Count the lines in the entries below that contain the string "trap", treating uppercase and lowercase as distinct. Reply with the number alone.

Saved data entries
========

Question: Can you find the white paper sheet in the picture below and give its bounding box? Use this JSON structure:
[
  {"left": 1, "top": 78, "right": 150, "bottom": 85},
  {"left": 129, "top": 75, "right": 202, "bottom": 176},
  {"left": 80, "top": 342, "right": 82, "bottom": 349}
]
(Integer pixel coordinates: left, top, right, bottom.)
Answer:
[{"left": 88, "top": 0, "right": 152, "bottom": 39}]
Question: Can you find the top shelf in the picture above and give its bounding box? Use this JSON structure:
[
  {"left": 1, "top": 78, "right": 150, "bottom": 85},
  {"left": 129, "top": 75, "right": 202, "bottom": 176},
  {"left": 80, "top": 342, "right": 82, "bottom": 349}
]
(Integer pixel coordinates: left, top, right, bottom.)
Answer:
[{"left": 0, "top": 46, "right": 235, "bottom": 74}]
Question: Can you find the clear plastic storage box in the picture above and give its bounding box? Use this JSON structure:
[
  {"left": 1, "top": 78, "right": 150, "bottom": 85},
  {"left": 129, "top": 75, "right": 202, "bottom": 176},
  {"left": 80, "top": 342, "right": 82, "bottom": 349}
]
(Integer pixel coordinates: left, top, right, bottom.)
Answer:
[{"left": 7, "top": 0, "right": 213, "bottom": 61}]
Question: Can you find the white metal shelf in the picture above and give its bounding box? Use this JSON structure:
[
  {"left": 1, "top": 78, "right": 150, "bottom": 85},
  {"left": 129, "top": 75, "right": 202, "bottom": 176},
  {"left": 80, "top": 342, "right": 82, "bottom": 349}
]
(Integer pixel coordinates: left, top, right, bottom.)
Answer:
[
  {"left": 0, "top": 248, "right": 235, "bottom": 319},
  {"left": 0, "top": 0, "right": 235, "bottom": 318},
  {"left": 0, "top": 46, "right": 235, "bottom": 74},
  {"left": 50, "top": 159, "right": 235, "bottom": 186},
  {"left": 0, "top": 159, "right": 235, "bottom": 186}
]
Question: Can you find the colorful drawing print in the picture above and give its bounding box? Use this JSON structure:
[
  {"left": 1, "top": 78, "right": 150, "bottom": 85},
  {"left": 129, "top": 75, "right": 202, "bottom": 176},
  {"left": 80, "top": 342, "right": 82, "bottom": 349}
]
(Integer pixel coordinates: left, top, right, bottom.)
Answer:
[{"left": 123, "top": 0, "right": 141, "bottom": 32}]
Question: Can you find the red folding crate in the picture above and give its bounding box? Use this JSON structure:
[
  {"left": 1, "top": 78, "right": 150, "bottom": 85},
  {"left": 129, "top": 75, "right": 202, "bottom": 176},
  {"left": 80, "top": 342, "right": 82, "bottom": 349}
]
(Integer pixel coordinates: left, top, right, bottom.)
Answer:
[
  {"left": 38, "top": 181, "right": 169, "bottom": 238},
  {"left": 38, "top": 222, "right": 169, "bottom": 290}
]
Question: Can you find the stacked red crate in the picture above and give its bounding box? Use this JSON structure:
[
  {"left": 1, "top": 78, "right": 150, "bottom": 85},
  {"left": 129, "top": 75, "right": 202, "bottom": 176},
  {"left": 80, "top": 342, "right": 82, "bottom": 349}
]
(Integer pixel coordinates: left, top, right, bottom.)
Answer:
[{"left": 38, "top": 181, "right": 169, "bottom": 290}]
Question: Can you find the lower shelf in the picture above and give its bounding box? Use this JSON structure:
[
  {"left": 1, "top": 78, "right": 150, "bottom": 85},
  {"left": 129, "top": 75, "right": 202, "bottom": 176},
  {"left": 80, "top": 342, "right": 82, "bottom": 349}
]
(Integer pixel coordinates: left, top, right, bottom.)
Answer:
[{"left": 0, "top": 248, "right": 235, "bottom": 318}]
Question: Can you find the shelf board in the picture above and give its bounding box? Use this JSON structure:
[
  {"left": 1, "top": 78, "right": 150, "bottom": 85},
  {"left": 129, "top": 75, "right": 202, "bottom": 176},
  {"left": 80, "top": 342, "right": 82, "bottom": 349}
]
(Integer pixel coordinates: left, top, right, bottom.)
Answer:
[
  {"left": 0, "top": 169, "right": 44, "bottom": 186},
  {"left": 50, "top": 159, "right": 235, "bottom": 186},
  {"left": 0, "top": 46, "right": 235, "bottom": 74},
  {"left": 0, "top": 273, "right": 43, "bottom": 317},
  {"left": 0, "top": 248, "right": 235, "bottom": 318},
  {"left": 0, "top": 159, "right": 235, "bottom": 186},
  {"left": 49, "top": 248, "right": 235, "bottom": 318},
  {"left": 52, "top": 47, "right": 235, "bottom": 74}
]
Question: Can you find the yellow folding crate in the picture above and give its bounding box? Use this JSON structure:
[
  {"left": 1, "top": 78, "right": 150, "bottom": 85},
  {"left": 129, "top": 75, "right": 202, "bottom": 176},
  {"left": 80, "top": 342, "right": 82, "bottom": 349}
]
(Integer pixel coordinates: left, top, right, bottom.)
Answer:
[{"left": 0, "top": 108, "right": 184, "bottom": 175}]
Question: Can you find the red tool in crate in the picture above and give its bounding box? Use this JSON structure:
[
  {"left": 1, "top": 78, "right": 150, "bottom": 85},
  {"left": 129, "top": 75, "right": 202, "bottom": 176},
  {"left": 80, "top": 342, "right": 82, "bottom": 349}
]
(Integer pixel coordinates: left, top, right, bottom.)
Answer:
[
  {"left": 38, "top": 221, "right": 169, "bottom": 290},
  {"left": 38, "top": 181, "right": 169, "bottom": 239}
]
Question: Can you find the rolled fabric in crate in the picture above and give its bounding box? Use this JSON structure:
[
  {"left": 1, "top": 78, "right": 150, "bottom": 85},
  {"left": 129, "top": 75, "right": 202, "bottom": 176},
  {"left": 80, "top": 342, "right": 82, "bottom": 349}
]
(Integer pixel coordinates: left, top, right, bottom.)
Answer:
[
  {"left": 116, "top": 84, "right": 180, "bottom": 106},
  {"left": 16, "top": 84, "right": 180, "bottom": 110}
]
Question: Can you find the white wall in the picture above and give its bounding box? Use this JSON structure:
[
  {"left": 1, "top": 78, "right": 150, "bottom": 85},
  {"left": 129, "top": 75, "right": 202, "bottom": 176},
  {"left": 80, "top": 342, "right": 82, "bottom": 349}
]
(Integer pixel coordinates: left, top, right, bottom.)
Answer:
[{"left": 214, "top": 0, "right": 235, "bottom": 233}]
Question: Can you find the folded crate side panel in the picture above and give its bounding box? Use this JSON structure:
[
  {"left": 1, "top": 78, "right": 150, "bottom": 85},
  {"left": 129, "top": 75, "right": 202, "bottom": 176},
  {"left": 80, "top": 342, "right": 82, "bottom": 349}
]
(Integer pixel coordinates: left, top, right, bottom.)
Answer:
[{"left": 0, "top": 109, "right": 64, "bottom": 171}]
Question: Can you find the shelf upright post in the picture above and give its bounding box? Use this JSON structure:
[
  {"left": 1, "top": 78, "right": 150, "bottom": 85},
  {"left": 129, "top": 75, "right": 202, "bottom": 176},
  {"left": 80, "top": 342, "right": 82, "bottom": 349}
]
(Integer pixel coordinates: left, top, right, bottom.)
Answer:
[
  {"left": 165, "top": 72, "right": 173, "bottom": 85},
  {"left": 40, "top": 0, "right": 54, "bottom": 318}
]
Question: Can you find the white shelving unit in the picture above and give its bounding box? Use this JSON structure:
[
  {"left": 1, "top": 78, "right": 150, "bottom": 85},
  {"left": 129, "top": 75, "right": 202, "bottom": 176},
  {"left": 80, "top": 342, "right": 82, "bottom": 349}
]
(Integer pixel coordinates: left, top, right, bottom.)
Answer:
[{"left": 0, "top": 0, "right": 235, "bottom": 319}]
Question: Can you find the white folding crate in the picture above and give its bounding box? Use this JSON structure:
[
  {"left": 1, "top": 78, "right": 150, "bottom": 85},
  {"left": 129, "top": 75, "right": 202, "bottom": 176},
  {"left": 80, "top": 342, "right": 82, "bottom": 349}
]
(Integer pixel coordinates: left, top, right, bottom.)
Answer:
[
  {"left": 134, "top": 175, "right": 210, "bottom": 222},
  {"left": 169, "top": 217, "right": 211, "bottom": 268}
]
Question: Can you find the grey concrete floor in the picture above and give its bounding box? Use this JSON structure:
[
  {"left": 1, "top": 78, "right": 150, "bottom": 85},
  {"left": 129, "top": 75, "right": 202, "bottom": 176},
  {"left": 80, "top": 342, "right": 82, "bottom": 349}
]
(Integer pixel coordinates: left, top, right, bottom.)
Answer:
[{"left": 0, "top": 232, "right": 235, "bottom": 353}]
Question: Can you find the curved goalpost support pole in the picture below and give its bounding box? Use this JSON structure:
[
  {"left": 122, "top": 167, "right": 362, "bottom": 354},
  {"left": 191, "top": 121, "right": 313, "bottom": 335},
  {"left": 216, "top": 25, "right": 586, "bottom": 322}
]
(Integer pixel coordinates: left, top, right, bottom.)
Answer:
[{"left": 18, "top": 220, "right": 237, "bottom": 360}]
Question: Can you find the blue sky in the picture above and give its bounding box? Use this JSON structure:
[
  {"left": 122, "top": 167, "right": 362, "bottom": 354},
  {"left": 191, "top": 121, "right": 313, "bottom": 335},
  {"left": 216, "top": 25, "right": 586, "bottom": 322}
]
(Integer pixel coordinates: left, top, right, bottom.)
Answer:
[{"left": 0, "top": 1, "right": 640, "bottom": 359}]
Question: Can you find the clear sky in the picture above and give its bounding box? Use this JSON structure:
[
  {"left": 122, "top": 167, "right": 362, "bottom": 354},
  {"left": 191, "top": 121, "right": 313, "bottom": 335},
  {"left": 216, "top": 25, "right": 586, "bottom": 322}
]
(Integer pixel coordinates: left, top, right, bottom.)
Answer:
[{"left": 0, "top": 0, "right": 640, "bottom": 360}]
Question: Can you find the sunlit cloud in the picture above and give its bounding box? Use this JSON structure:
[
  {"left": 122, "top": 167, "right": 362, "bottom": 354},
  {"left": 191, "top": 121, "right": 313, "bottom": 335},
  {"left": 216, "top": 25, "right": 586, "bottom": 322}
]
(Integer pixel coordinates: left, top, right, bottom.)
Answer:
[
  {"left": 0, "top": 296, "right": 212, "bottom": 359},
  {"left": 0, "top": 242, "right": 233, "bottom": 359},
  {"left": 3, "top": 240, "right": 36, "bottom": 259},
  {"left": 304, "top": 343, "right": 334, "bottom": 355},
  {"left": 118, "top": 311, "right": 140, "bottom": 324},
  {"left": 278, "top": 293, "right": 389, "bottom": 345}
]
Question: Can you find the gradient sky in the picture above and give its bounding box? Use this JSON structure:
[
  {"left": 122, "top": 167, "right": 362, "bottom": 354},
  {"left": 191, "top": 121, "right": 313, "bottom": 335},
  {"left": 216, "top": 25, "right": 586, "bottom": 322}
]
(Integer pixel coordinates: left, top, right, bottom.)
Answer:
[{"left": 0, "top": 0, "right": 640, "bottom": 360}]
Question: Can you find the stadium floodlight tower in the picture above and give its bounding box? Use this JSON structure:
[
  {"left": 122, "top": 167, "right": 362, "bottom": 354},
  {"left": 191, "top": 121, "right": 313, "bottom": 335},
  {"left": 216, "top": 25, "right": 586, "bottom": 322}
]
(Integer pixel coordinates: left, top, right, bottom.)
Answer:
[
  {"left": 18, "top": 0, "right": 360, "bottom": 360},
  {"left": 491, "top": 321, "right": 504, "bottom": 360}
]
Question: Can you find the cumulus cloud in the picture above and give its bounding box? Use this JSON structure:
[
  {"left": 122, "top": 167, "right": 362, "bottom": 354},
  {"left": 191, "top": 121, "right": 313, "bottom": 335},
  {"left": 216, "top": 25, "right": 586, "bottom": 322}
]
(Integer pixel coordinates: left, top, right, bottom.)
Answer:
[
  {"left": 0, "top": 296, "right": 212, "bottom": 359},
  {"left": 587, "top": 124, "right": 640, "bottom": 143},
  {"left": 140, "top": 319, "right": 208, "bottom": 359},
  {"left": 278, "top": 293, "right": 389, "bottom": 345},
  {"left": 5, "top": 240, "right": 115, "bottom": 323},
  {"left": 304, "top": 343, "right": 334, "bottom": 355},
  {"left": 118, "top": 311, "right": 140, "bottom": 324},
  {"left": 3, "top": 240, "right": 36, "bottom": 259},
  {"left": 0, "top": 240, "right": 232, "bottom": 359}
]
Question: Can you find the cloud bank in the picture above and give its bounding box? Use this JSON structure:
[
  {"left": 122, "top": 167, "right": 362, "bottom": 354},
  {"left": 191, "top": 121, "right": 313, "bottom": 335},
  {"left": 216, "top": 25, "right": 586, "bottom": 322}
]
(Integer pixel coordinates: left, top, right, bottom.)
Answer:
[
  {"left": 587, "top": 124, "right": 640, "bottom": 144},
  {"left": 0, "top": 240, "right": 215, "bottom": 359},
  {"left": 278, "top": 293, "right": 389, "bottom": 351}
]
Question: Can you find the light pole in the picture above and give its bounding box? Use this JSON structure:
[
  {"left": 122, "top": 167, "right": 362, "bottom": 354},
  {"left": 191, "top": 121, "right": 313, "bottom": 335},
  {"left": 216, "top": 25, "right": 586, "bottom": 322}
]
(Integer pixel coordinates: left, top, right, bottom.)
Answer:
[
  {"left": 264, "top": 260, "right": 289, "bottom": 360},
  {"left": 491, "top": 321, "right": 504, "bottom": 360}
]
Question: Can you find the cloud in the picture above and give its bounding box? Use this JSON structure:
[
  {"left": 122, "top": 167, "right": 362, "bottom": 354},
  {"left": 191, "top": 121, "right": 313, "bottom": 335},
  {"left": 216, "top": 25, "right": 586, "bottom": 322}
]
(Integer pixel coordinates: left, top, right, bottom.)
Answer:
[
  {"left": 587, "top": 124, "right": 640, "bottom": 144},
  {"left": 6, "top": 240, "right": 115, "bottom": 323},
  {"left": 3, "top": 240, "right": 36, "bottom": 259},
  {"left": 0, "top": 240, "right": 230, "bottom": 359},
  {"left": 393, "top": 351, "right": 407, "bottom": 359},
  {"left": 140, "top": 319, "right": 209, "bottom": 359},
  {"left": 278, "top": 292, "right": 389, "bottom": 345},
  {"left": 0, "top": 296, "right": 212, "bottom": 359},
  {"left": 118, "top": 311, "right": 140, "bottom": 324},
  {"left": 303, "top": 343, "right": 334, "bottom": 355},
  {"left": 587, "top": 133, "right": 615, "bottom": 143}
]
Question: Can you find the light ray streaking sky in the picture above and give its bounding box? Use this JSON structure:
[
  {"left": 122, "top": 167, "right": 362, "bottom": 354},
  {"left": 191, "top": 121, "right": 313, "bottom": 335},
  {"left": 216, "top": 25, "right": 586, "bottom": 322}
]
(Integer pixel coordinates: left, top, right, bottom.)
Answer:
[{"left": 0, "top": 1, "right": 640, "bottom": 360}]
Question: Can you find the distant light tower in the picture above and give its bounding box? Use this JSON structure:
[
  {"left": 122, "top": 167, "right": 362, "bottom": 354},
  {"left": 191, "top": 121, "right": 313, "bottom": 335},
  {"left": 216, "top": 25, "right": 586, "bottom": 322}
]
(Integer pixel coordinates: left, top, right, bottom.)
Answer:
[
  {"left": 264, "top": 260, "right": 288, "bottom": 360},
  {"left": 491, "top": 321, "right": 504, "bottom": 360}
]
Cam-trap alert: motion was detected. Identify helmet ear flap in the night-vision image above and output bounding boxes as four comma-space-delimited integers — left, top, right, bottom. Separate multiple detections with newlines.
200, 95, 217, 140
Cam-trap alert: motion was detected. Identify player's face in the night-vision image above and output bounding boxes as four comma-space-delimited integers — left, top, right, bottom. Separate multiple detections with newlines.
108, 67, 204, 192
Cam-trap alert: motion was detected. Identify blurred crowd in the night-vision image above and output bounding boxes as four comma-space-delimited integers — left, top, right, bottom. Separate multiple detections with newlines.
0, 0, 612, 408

========

• [EXPECTED ANSWER]: 3